Principle and Practice: Two Factors That Transcend Fitness
What works for Bill will not always work for John. What works for Sally will not work for Jessica.
I understand the lore and how tempting it is to want to try a program or diet that worked for someone else but the truth of the matter is
NOBODY ELSE IS YOU BUT YOU
Our bodies respond to stimuli based on principles, but are practiced differently based on a multitude of factors such as your training age, age in general, experience, genetics, and motivation. While some respond to training slightly more drastic than others, the fact is we all function on the same basic principles of physiology. With the previous statement, I will break down the normal cases in the form of principle for weight loss, muscle gain, and strength.
The goal of this article is to differentiate the difference between principle and practice to ensure that you are not washed away by the bombardment of fitness noise that is propagated currently.
No matter what situation or scenario the two fundamentals are:
Progressive Overload- You must challenge your body incrementally and consistently over time.
Manage Caloric Intake- If you want to lose weight, you must decrease calories. If you want to gain muscle you must increase calories. If you want to fuel your performance, you must adequately provide energy.
The principle of training is Progressive Overload. In short, progressive overload is the systematic increase of work to achieve a specific adaptation. In reference to a previous article, Training Volume is King, I illustrated that the number one driver of adaptation is training volume. Through periodization, planned distribution of work throughout a period of time, is the most intelligent way to to align your training.
When you're reading a Men's fitness magazine or following your Instagram famous fitness icon understand that what they do works for THEM and is not tailored to YOU and your current capabilities. Going from not attending the gym to killing it 6 times a week may sound like a good idea but the odds are you will most likely crash. A sensible approach is the best approach.
Therefore when you see something like:
German Volume Training
The Big Ass Arm Guide
The Booty Blaster Program
Ask yourself, is this drastically more than what I am doing now? Does this insane training program sound sustainable? Doing ton's of amount of work in the gym just cause you saw it in a Instagram post will not work for you. Pushing to accomplish this is like trying to work your whole 40-hour work week in two-days. Would you do that?
Quite frankly, if you're working out on your own without a trainer and look back a month ago ask yourself these two questions. Do I see progress? Am I able to do more than I previously could? If the answer is yes then guess what, you have achieved progressive overload and is working for you in practice that applies to YOU. Start where you are and GROW FROM THERE.

****************

--- Work to complete ---
**a)** Repeat, word for word, the part of the fitness article that opens with the words containing "When you're reading" and closes with "the best approach.".
**b)** According to the fitness article, what is the number one driver of adaptation?

--- Data provided ---
****************

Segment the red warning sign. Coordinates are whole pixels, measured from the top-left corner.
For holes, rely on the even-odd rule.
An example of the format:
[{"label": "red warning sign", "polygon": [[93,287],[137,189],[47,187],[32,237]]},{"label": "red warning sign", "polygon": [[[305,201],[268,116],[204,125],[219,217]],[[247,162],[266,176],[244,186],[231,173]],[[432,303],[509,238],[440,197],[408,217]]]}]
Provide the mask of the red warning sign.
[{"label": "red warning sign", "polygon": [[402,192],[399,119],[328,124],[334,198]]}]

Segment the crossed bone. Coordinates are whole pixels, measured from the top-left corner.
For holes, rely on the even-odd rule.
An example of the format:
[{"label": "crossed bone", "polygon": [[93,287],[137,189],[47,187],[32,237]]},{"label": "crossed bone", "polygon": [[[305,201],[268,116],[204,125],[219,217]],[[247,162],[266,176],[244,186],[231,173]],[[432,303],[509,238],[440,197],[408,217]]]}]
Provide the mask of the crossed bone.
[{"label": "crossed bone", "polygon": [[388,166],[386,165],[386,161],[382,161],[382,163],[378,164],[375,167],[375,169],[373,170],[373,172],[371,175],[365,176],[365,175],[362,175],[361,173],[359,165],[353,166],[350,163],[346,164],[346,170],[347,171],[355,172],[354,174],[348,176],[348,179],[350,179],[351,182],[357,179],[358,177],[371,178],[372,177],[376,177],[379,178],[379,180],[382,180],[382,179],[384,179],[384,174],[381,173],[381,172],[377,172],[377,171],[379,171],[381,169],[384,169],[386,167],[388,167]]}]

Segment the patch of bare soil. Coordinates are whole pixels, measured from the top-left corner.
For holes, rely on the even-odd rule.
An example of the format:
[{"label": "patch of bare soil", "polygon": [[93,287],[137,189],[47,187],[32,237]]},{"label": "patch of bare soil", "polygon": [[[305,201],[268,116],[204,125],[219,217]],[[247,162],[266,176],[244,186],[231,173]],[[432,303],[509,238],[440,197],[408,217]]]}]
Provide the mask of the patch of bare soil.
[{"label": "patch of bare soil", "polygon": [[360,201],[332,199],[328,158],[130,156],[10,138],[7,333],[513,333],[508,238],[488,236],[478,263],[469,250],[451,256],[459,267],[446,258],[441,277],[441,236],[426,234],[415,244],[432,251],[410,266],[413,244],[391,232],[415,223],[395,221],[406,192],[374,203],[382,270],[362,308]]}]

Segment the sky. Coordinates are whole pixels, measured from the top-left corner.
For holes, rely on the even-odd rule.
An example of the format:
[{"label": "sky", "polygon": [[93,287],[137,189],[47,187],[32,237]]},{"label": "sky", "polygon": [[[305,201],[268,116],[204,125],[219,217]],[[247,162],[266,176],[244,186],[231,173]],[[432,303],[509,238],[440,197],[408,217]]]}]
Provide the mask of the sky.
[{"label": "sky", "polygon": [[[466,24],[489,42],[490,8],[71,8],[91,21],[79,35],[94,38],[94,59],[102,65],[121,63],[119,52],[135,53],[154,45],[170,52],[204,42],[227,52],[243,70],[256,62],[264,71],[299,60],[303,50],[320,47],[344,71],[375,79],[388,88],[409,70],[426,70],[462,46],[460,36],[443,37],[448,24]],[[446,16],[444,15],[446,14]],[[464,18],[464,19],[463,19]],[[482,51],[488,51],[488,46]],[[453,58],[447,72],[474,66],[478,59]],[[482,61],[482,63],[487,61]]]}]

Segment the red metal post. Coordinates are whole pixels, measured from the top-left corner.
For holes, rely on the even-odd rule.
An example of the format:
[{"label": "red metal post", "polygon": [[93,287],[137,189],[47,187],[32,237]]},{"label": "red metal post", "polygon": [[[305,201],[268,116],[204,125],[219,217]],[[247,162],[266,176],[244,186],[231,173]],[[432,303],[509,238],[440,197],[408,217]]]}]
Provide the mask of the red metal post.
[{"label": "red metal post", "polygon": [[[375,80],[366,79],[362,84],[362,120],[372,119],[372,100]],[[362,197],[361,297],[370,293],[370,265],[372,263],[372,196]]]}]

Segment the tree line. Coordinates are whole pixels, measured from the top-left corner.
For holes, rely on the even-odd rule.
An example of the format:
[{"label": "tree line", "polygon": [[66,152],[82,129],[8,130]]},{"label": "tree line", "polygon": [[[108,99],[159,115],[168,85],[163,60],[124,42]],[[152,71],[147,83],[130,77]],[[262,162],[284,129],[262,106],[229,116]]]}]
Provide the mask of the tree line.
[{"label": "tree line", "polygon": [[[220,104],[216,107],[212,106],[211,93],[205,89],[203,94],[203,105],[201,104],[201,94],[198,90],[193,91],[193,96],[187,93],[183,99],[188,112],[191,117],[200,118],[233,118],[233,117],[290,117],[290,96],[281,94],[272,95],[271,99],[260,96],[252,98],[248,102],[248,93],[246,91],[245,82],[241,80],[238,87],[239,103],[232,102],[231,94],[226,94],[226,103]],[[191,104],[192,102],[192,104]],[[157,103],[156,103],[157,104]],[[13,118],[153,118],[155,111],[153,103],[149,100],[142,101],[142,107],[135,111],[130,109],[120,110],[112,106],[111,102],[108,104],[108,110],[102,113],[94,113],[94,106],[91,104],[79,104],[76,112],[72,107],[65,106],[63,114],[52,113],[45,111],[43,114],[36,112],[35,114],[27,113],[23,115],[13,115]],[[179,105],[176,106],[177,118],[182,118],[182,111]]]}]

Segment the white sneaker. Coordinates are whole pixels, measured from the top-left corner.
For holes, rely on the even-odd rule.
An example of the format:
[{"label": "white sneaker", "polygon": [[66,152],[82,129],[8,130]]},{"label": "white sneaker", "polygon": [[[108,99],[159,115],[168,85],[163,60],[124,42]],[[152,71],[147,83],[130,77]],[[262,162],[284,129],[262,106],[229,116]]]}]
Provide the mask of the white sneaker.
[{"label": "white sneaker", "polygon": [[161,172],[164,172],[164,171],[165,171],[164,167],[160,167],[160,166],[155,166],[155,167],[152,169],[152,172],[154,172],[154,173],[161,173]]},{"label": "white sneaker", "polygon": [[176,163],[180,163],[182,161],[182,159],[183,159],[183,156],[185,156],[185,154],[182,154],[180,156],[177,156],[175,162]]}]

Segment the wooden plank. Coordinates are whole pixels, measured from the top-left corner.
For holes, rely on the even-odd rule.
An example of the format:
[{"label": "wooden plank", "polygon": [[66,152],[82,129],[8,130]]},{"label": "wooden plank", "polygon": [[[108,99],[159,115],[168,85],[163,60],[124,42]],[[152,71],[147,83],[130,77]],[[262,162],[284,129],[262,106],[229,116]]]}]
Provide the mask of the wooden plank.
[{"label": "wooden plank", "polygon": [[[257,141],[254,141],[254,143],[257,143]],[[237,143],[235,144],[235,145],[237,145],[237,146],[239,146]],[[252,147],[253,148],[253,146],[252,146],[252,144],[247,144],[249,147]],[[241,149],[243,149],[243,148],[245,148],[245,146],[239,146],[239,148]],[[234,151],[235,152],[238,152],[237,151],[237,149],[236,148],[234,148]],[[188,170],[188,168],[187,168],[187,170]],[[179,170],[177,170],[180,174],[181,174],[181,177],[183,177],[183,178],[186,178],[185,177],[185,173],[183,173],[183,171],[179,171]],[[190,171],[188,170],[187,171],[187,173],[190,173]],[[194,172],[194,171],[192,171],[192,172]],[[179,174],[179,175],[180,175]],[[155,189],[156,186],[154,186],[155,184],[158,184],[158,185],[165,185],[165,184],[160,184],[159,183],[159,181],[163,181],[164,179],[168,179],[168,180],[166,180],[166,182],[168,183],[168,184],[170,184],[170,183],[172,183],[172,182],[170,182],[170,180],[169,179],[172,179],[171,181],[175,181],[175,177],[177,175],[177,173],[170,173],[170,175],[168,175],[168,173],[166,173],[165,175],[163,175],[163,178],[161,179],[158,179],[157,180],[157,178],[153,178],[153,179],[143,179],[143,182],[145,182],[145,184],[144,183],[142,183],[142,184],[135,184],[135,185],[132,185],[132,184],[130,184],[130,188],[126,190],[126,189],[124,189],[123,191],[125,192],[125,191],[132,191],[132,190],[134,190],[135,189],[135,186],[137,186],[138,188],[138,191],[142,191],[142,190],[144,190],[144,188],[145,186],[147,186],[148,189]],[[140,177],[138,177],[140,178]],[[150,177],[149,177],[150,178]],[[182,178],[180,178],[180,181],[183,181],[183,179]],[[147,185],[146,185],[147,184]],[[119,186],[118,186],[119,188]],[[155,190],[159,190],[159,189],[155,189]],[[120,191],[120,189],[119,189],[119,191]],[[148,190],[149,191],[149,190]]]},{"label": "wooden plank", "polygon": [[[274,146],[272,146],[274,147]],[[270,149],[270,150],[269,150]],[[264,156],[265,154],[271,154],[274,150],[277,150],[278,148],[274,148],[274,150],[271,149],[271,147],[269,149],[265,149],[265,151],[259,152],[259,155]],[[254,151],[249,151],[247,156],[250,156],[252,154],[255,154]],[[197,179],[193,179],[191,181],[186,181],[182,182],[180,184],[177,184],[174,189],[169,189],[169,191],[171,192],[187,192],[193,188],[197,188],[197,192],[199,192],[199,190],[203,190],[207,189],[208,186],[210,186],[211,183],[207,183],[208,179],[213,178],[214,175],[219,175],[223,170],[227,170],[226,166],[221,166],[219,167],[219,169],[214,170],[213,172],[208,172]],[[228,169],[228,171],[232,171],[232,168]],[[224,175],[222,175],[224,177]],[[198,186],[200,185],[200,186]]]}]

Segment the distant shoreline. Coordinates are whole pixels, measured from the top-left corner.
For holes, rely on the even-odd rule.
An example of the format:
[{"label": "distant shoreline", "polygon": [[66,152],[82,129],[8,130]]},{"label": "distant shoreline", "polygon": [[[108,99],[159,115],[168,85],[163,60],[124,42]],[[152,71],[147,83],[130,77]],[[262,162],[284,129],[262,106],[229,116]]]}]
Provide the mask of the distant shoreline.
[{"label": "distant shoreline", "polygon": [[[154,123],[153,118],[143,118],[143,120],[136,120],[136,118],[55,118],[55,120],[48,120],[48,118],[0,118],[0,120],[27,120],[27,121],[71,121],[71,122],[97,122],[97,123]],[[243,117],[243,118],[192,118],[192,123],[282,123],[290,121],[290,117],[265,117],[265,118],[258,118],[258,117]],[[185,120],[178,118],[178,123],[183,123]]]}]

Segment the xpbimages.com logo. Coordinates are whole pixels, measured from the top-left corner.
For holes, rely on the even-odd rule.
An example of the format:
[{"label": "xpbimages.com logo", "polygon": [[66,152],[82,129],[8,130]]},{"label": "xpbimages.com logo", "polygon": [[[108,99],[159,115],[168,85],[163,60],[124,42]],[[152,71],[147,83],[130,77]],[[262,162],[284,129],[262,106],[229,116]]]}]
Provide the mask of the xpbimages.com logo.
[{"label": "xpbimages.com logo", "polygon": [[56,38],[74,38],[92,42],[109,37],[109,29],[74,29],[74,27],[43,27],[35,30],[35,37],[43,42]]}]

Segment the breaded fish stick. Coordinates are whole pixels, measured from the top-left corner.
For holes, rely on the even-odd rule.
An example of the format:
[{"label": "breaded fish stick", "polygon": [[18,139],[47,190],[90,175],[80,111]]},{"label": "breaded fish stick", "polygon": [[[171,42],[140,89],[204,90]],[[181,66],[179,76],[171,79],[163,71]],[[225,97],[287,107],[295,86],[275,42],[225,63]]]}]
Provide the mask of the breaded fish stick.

****************

--- Answers by item number ---
**a)**
When you're reading a Men's fitness magazine or following your Instagram famous fitness icon understand that what they do works for THEM and is not tailored to YOU and your current capabilities. Going from not attending the gym to killing it 6 times a week may sound like a good idea but the odds are you will most likely crash. A sensible approach is the best approach.

**b)** Training volume.